■ Given text
________________
Ellen (ennienyc) wrote,


I'm not the most cultured person, but managed to see some George Bernard Shaw plays in the past year. I'm always scared I won't understand the plots of classic literature, but this wasn't a problem.

Last October, I saw "Arms and the Man" presented by Theater 1010 in a church basement with the audience seated onstage around the actors. Despite the way that sounds, it was very professional and enjoyable.

"Mrs. Warren's Profession" (currently on Broadway) starred Cherry Jones as the title character with a fake English accent, and Sally Hawkins as her daughter with a real one. Hawkins couldn't make it to a Q&A when I saw "Happy Go Lucky," so I finally got to see her live. The proceeds from Mrs. Warren's less than savory profession allowed daughter Vivie to study actuarial science (like me! I mean, I studied actuarial science - through the proceeds of thoracic and colon/rectal surgery), but she is conflicted when she learns what financed her education.

It's not Shaw, but Sally Hawkins also starred in the movie "Made in Dagenham." I saw it through NYWIFT in the same screening room where we did a "Wordplay" screening for a group I'm still not sure I can mention. The sound was crisp and TOO LOUD; I had to use the earplugs. The movie was about Ford female factory workers in the UK striking for equal pay, based on real events in 1968.
________________
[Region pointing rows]
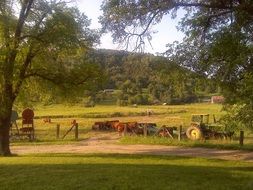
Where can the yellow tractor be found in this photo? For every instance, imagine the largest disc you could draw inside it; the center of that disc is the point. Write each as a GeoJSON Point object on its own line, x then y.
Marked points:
{"type": "Point", "coordinates": [200, 128]}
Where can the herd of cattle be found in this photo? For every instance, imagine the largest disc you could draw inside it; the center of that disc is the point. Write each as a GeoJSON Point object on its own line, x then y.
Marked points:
{"type": "Point", "coordinates": [134, 128]}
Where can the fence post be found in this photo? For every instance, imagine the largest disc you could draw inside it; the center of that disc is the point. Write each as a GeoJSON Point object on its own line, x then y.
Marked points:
{"type": "Point", "coordinates": [125, 130]}
{"type": "Point", "coordinates": [145, 130]}
{"type": "Point", "coordinates": [241, 138]}
{"type": "Point", "coordinates": [179, 132]}
{"type": "Point", "coordinates": [76, 131]}
{"type": "Point", "coordinates": [58, 131]}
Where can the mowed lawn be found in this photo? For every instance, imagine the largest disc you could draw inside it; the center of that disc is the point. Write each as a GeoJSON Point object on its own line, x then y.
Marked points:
{"type": "Point", "coordinates": [110, 171]}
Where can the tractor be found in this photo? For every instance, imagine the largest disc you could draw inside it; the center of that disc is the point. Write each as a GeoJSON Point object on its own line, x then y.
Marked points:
{"type": "Point", "coordinates": [200, 128]}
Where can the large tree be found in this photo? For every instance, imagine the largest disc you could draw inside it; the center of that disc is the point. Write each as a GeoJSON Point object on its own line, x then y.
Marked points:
{"type": "Point", "coordinates": [218, 39]}
{"type": "Point", "coordinates": [40, 38]}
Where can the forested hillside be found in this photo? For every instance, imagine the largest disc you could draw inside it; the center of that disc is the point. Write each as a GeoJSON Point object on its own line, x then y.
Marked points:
{"type": "Point", "coordinates": [134, 77]}
{"type": "Point", "coordinates": [148, 79]}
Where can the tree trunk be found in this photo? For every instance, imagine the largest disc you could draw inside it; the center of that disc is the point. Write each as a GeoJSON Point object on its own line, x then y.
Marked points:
{"type": "Point", "coordinates": [4, 135]}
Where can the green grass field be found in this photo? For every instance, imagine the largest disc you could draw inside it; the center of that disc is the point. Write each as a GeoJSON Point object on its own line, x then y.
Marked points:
{"type": "Point", "coordinates": [171, 115]}
{"type": "Point", "coordinates": [63, 115]}
{"type": "Point", "coordinates": [103, 171]}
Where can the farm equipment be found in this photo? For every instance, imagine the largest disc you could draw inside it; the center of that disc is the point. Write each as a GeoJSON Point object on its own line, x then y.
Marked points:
{"type": "Point", "coordinates": [200, 128]}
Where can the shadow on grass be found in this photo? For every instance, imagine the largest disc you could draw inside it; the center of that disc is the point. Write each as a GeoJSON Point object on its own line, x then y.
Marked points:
{"type": "Point", "coordinates": [59, 171]}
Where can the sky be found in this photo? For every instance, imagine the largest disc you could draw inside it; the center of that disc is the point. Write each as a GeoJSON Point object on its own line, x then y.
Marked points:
{"type": "Point", "coordinates": [166, 30]}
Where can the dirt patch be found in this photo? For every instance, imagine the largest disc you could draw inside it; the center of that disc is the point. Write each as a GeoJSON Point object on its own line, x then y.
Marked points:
{"type": "Point", "coordinates": [107, 143]}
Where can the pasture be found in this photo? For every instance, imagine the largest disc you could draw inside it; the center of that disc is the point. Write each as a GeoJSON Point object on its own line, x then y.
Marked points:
{"type": "Point", "coordinates": [110, 171]}
{"type": "Point", "coordinates": [171, 115]}
{"type": "Point", "coordinates": [64, 114]}
{"type": "Point", "coordinates": [120, 171]}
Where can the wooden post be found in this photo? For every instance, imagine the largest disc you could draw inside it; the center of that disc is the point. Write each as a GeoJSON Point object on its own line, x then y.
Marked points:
{"type": "Point", "coordinates": [58, 131]}
{"type": "Point", "coordinates": [145, 130]}
{"type": "Point", "coordinates": [76, 131]}
{"type": "Point", "coordinates": [179, 132]}
{"type": "Point", "coordinates": [241, 138]}
{"type": "Point", "coordinates": [125, 130]}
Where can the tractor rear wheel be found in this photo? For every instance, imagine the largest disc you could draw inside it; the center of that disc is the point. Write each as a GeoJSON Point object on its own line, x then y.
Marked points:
{"type": "Point", "coordinates": [194, 132]}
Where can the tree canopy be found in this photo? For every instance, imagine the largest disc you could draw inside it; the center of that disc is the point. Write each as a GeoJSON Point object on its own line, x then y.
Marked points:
{"type": "Point", "coordinates": [41, 39]}
{"type": "Point", "coordinates": [218, 39]}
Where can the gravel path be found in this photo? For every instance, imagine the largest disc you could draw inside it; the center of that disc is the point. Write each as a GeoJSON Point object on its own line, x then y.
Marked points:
{"type": "Point", "coordinates": [107, 144]}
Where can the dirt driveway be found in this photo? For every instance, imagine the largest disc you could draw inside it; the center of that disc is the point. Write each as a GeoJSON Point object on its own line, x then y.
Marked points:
{"type": "Point", "coordinates": [107, 143]}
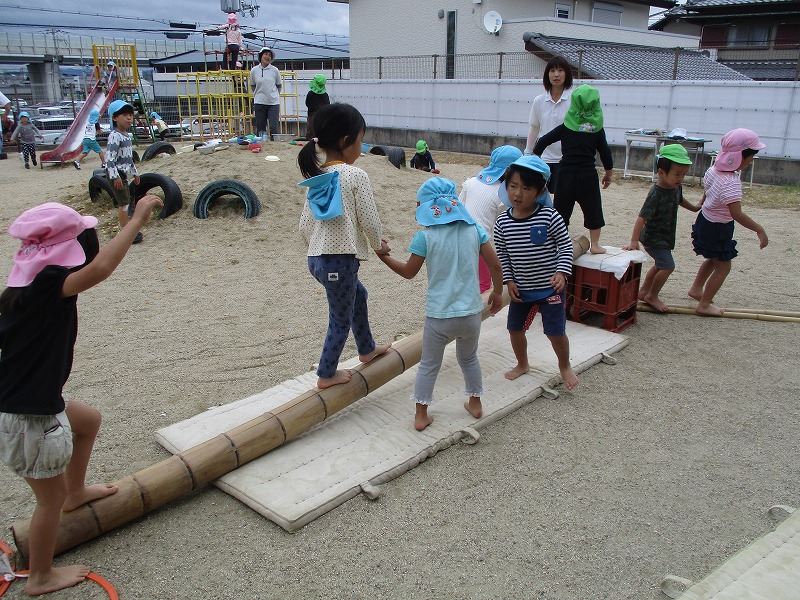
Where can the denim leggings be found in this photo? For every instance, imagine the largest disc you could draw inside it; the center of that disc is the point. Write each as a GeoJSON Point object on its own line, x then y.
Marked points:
{"type": "Point", "coordinates": [347, 308]}
{"type": "Point", "coordinates": [436, 335]}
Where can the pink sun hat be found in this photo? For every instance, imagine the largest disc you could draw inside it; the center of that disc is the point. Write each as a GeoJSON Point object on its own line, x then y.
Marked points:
{"type": "Point", "coordinates": [733, 142]}
{"type": "Point", "coordinates": [48, 233]}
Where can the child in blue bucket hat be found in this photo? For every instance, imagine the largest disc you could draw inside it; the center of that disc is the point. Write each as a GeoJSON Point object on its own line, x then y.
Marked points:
{"type": "Point", "coordinates": [535, 250]}
{"type": "Point", "coordinates": [450, 243]}
{"type": "Point", "coordinates": [479, 195]}
{"type": "Point", "coordinates": [90, 139]}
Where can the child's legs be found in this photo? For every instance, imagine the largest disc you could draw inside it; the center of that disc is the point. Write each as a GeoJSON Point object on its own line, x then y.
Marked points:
{"type": "Point", "coordinates": [335, 273]}
{"type": "Point", "coordinates": [435, 336]}
{"type": "Point", "coordinates": [469, 328]}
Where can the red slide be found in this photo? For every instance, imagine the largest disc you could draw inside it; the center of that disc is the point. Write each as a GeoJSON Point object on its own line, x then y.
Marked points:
{"type": "Point", "coordinates": [72, 144]}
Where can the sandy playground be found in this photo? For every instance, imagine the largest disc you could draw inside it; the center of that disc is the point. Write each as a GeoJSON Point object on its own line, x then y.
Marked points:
{"type": "Point", "coordinates": [663, 463]}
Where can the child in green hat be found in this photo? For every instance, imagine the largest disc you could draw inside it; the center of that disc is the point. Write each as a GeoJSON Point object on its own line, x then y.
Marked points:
{"type": "Point", "coordinates": [658, 219]}
{"type": "Point", "coordinates": [581, 136]}
{"type": "Point", "coordinates": [422, 159]}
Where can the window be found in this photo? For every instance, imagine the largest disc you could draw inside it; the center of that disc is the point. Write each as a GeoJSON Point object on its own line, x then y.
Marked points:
{"type": "Point", "coordinates": [607, 14]}
{"type": "Point", "coordinates": [748, 35]}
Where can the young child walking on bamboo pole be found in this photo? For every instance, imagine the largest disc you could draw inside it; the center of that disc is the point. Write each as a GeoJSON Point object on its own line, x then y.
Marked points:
{"type": "Point", "coordinates": [712, 232]}
{"type": "Point", "coordinates": [450, 244]}
{"type": "Point", "coordinates": [43, 438]}
{"type": "Point", "coordinates": [535, 251]}
{"type": "Point", "coordinates": [340, 223]}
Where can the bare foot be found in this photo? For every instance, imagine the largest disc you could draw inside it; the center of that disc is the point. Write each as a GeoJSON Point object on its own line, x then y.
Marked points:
{"type": "Point", "coordinates": [341, 376]}
{"type": "Point", "coordinates": [87, 494]}
{"type": "Point", "coordinates": [379, 349]}
{"type": "Point", "coordinates": [421, 422]}
{"type": "Point", "coordinates": [655, 302]}
{"type": "Point", "coordinates": [474, 407]}
{"type": "Point", "coordinates": [709, 310]}
{"type": "Point", "coordinates": [517, 371]}
{"type": "Point", "coordinates": [569, 378]}
{"type": "Point", "coordinates": [57, 578]}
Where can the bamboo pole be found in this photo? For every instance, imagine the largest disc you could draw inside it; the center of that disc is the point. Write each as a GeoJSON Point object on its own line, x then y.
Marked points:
{"type": "Point", "coordinates": [730, 314]}
{"type": "Point", "coordinates": [168, 480]}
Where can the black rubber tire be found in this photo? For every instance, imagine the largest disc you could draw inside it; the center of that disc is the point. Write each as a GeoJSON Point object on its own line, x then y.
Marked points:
{"type": "Point", "coordinates": [226, 187]}
{"type": "Point", "coordinates": [173, 197]}
{"type": "Point", "coordinates": [97, 185]}
{"type": "Point", "coordinates": [157, 148]}
{"type": "Point", "coordinates": [395, 154]}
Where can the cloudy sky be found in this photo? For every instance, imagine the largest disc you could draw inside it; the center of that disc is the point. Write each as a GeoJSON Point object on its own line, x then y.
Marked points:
{"type": "Point", "coordinates": [313, 16]}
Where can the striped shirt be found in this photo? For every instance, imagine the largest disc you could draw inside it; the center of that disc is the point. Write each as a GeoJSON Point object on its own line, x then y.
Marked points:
{"type": "Point", "coordinates": [532, 250]}
{"type": "Point", "coordinates": [722, 188]}
{"type": "Point", "coordinates": [358, 228]}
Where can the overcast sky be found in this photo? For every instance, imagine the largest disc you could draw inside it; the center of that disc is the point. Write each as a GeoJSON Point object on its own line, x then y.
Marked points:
{"type": "Point", "coordinates": [314, 16]}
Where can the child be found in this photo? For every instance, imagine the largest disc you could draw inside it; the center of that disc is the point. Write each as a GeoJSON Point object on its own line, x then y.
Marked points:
{"type": "Point", "coordinates": [479, 196]}
{"type": "Point", "coordinates": [161, 127]}
{"type": "Point", "coordinates": [581, 136]}
{"type": "Point", "coordinates": [340, 222]}
{"type": "Point", "coordinates": [43, 438]}
{"type": "Point", "coordinates": [712, 233]}
{"type": "Point", "coordinates": [119, 159]}
{"type": "Point", "coordinates": [658, 220]}
{"type": "Point", "coordinates": [90, 140]}
{"type": "Point", "coordinates": [451, 243]}
{"type": "Point", "coordinates": [27, 133]}
{"type": "Point", "coordinates": [536, 253]}
{"type": "Point", "coordinates": [422, 159]}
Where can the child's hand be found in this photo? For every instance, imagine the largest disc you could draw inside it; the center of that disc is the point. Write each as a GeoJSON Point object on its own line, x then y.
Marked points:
{"type": "Point", "coordinates": [145, 208]}
{"type": "Point", "coordinates": [513, 292]}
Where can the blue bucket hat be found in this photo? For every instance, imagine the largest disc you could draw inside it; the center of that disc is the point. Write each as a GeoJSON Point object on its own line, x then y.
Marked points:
{"type": "Point", "coordinates": [324, 195]}
{"type": "Point", "coordinates": [533, 163]}
{"type": "Point", "coordinates": [437, 204]}
{"type": "Point", "coordinates": [498, 163]}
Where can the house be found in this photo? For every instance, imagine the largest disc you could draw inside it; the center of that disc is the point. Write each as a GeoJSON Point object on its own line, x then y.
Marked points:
{"type": "Point", "coordinates": [759, 38]}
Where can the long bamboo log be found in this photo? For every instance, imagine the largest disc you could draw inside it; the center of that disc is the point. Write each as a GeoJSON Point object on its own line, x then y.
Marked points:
{"type": "Point", "coordinates": [729, 314]}
{"type": "Point", "coordinates": [168, 480]}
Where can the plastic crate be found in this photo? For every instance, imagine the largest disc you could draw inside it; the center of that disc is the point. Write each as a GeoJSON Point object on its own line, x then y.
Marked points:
{"type": "Point", "coordinates": [593, 294]}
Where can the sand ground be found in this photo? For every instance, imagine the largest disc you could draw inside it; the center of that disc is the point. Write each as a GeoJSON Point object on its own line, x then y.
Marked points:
{"type": "Point", "coordinates": [663, 463]}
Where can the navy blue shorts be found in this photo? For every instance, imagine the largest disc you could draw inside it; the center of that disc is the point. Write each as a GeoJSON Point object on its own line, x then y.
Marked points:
{"type": "Point", "coordinates": [552, 308]}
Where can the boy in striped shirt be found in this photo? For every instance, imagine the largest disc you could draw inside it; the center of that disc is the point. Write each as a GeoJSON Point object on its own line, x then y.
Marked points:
{"type": "Point", "coordinates": [535, 251]}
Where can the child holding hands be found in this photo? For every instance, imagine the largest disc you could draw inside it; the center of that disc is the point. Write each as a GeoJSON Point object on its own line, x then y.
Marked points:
{"type": "Point", "coordinates": [658, 220]}
{"type": "Point", "coordinates": [340, 223]}
{"type": "Point", "coordinates": [43, 438]}
{"type": "Point", "coordinates": [712, 233]}
{"type": "Point", "coordinates": [535, 251]}
{"type": "Point", "coordinates": [450, 243]}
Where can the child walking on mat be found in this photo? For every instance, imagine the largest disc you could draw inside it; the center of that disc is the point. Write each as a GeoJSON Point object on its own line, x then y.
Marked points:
{"type": "Point", "coordinates": [658, 220]}
{"type": "Point", "coordinates": [535, 251]}
{"type": "Point", "coordinates": [340, 223]}
{"type": "Point", "coordinates": [712, 232]}
{"type": "Point", "coordinates": [450, 244]}
{"type": "Point", "coordinates": [43, 438]}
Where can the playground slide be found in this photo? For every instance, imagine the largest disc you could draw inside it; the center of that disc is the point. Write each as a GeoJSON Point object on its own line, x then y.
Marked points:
{"type": "Point", "coordinates": [72, 144]}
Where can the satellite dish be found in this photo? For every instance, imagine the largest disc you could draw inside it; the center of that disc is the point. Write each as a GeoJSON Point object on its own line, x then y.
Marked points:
{"type": "Point", "coordinates": [492, 22]}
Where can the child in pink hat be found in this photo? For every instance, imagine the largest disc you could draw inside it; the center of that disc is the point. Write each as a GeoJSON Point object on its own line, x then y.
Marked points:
{"type": "Point", "coordinates": [712, 233]}
{"type": "Point", "coordinates": [43, 438]}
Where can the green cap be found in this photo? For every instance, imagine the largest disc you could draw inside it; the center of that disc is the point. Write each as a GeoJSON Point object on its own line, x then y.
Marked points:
{"type": "Point", "coordinates": [585, 114]}
{"type": "Point", "coordinates": [676, 153]}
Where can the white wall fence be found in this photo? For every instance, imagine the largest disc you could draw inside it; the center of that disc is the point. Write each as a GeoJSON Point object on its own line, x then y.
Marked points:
{"type": "Point", "coordinates": [705, 109]}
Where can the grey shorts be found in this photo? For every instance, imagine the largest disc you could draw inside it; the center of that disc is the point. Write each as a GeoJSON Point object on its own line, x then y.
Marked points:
{"type": "Point", "coordinates": [35, 446]}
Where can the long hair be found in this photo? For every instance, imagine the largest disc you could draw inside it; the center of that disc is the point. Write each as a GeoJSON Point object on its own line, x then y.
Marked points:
{"type": "Point", "coordinates": [336, 126]}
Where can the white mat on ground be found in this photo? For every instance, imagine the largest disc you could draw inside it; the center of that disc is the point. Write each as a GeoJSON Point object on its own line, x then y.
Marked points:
{"type": "Point", "coordinates": [373, 440]}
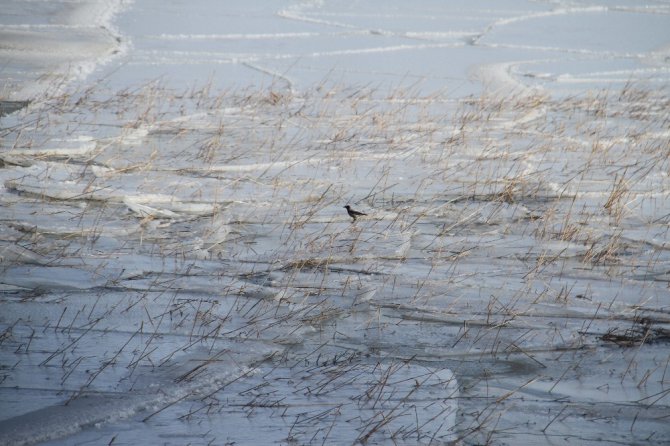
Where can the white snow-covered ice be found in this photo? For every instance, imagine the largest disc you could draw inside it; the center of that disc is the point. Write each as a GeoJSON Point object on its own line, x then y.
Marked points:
{"type": "Point", "coordinates": [176, 266]}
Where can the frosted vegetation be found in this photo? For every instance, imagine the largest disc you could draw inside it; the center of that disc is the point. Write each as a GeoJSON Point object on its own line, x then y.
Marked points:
{"type": "Point", "coordinates": [178, 265]}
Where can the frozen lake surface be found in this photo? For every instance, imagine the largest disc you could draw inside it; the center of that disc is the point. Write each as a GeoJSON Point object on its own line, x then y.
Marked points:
{"type": "Point", "coordinates": [177, 266]}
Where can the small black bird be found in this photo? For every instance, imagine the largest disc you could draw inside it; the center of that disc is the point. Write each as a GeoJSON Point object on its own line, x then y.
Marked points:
{"type": "Point", "coordinates": [353, 214]}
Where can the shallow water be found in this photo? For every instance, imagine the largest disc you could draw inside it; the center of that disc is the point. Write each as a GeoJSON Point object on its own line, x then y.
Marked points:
{"type": "Point", "coordinates": [177, 266]}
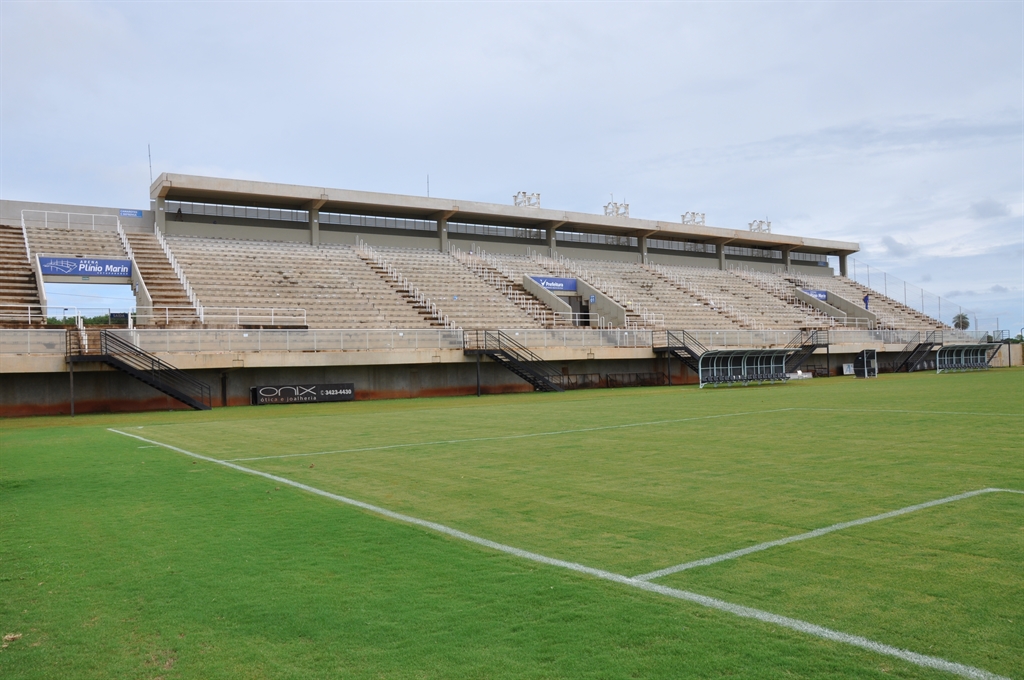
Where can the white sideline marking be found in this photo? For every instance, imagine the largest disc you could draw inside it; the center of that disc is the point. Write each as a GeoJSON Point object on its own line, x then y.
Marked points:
{"type": "Point", "coordinates": [924, 413]}
{"type": "Point", "coordinates": [511, 436]}
{"type": "Point", "coordinates": [704, 600]}
{"type": "Point", "coordinates": [815, 534]}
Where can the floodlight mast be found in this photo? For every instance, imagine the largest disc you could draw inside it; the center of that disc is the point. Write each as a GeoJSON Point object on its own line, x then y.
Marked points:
{"type": "Point", "coordinates": [613, 209]}
{"type": "Point", "coordinates": [524, 200]}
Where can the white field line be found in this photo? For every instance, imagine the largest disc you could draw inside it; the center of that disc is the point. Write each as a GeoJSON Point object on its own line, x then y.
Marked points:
{"type": "Point", "coordinates": [815, 534]}
{"type": "Point", "coordinates": [904, 411]}
{"type": "Point", "coordinates": [711, 602]}
{"type": "Point", "coordinates": [506, 437]}
{"type": "Point", "coordinates": [604, 427]}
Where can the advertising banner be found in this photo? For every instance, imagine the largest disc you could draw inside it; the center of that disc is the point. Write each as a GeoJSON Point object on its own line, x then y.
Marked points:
{"type": "Point", "coordinates": [84, 266]}
{"type": "Point", "coordinates": [302, 393]}
{"type": "Point", "coordinates": [555, 284]}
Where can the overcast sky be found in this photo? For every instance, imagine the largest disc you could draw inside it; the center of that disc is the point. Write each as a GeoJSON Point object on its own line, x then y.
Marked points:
{"type": "Point", "coordinates": [896, 125]}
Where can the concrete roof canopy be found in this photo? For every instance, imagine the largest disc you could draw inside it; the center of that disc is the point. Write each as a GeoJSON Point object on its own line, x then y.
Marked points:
{"type": "Point", "coordinates": [270, 195]}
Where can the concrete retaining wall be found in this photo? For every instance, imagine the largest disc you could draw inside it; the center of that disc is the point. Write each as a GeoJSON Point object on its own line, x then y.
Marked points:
{"type": "Point", "coordinates": [101, 389]}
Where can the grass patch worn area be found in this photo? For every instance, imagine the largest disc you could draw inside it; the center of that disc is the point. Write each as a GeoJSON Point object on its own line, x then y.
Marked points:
{"type": "Point", "coordinates": [123, 560]}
________________
■ Assigned task 1
List every title that appears in quotation marks in the post about seeing George Bernard Shaw plays.
■ Assigned task 2
Retype the post about the Shaw plays between "Last October, I" and "financed her education.", inclusive.
■ Assigned task 3
Write what comes next in the post about seeing Shaw plays, starting after its final sentence.

■ Exercise response 1
"Arms and the Man"
"Mrs. Warren's Profession"
"Happy Go Lucky"
"Made in Dagenham"
"Wordplay"

■ Exercise response 2
Last October, I saw "Arms and the Man" presented by Theater 1010 in a church basement with the audience seated onstage around the actors. Despite the way that sounds, it was very professional and enjoyable.

"Mrs. Warren's Profession" (currently on Broadway) starred Cherry Jones as the title character with a fake English accent, and Sally Hawkins as her daughter with a real one. Hawkins couldn't make it to a Q&A when I saw "Happy Go Lucky," so I finally got to see her live. The proceeds from Mrs. Warren's less than savory profession allowed daughter Vivie to study actuarial science (like me! I mean, I studied actuarial science - through the proceeds of thoracic and colon/rectal surgery), but she is conflicted when she learns what financed her education.

■ Exercise response 3
As part of the Players Club's Project Shaw, I saw a staged reading of "Captain Brassbound's Conversion." This rarely performed work featured Harriet Harris's charming portrayal of the adventuresome Lady Cicely Waynflete (very surprised to learn Harris isn't British), and Marc Kudisch in the title role (I've seen him enough to know he's not British), with pirates and other colorful characters adding to the mix. The crowded room at this venerable club felt a bit claustrophobic (note to self: in the future, do not sit against the wall, but get there early enough for an aisle or front row seat).

I was going to include "Ernest in Love," a musical based on "The Importance of Being Ernest," but that's Wilde not Shaw. The always excellent Irish Rep staged this production about life among upper-class British ladies and gents.